● **Task input**
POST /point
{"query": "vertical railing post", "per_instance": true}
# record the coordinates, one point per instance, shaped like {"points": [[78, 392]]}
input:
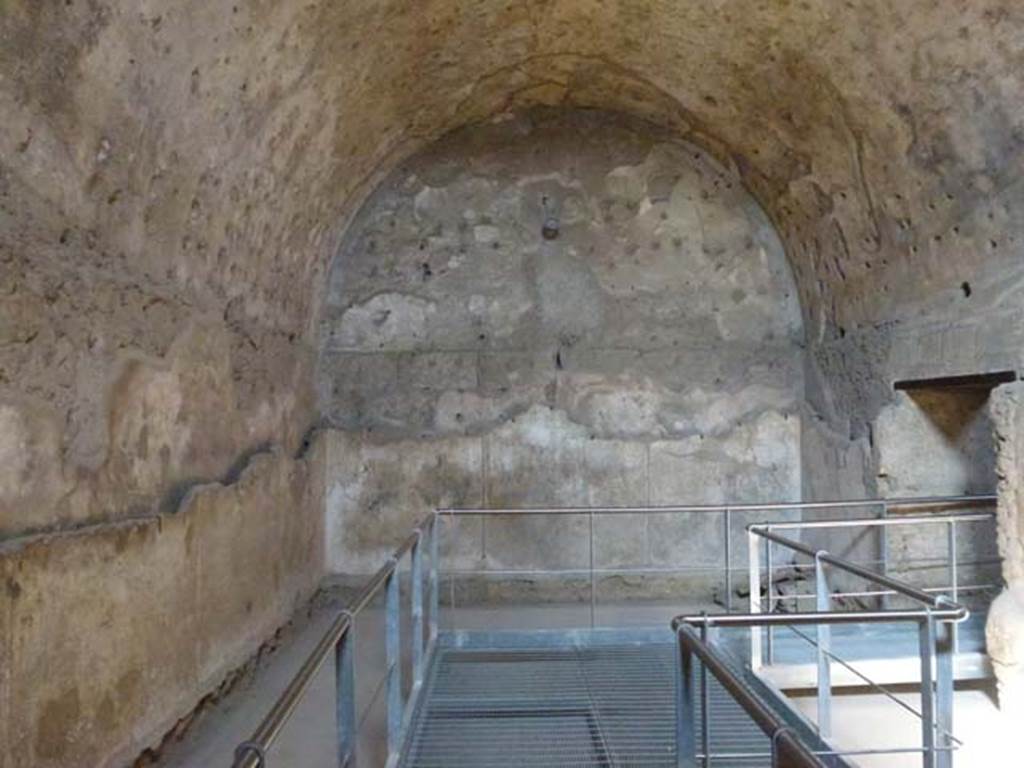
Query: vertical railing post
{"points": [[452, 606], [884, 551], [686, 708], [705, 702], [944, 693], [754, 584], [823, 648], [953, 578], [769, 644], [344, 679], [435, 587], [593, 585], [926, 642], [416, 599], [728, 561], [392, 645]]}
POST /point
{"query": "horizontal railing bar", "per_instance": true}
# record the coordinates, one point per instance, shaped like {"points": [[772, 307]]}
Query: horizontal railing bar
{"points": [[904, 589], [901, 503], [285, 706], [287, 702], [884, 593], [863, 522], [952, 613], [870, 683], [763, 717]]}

● **To be done**
Which lines in the rows above contain the string "coordinates", matching case exactly? Find them and copy each one in full.

● **Exercise response**
# record the coordinates, one point per instance, shaped like {"points": [[78, 392]]}
# record the coordinates, one point per instance, shaped like {"points": [[772, 307]]}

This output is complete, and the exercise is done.